*Task to complete:*
Please copy the lines below starting at the one containing "324L602 328L607 278L638" and ending at the one containing "positive clicks: (638, 273)", replacing "rough mask" with "coarse mask" and changing nothing else.

*Records shown:*
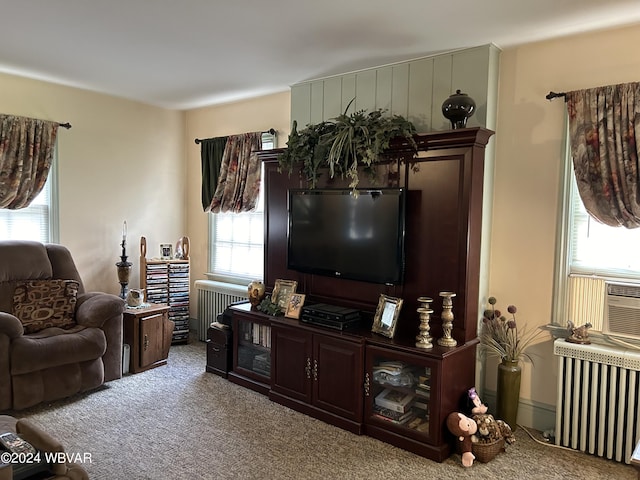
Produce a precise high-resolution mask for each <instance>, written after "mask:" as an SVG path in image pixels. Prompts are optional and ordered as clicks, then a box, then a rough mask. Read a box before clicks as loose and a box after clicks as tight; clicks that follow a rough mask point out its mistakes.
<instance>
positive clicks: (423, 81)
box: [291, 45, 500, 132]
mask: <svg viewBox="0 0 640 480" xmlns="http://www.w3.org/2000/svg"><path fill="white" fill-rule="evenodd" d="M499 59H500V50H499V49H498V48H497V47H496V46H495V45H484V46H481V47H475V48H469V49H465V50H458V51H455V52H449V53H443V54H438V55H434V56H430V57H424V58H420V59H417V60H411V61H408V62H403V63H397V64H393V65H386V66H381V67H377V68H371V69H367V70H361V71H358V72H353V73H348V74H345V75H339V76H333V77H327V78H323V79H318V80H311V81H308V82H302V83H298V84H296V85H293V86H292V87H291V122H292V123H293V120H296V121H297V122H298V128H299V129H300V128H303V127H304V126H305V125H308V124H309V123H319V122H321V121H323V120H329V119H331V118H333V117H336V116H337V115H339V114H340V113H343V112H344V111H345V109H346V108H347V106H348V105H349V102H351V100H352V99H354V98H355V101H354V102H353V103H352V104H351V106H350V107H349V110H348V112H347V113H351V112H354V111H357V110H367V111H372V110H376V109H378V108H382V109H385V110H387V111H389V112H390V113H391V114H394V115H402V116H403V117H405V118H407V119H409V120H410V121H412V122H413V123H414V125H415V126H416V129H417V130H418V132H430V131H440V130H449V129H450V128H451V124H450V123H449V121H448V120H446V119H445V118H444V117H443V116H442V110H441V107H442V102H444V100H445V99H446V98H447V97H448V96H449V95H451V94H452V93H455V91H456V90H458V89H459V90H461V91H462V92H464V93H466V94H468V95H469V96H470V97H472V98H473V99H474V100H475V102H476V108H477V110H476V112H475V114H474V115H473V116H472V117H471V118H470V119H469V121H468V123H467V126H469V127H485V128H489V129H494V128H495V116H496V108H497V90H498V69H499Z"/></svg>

--

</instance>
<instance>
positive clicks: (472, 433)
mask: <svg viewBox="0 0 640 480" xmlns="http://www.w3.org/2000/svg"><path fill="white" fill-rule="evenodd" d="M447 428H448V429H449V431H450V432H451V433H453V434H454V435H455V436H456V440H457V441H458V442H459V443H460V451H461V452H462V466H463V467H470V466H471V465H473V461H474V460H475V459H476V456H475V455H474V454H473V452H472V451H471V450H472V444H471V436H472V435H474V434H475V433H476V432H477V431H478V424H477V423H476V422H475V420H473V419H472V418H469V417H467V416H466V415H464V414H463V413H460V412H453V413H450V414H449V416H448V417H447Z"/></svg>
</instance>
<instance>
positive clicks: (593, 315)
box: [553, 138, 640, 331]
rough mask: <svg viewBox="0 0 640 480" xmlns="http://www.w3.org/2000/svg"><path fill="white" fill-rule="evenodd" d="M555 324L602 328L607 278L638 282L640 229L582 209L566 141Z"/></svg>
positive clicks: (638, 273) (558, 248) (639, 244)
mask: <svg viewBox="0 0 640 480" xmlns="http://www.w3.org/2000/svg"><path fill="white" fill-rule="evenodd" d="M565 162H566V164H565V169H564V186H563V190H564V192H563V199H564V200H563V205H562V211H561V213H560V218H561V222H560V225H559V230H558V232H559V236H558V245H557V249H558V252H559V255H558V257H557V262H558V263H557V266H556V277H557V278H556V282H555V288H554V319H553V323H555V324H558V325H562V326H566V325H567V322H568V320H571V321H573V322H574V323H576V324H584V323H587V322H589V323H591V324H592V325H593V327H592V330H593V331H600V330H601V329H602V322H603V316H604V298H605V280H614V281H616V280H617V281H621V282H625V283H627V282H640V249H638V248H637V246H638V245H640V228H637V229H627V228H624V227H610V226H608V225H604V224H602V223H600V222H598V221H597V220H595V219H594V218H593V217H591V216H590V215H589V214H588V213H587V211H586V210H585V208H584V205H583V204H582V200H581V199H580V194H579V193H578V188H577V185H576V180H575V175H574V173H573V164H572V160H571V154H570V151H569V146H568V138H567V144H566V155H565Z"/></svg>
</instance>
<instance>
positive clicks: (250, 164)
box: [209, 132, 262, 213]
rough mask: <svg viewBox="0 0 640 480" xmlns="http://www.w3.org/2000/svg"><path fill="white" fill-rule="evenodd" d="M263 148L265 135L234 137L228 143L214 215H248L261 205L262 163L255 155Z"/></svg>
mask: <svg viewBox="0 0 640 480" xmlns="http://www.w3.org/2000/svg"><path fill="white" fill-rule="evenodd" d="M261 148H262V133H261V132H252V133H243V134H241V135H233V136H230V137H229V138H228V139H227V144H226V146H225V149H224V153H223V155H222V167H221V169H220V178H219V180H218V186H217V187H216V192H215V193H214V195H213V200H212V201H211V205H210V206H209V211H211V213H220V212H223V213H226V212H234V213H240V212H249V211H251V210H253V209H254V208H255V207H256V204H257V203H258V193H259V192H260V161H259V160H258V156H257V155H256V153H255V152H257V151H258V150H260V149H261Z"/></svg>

*Reply:*
coarse mask: <svg viewBox="0 0 640 480" xmlns="http://www.w3.org/2000/svg"><path fill="white" fill-rule="evenodd" d="M555 324L602 328L607 278L638 282L640 229L582 209L566 141Z"/></svg>
positive clicks: (638, 273) (558, 248) (639, 244)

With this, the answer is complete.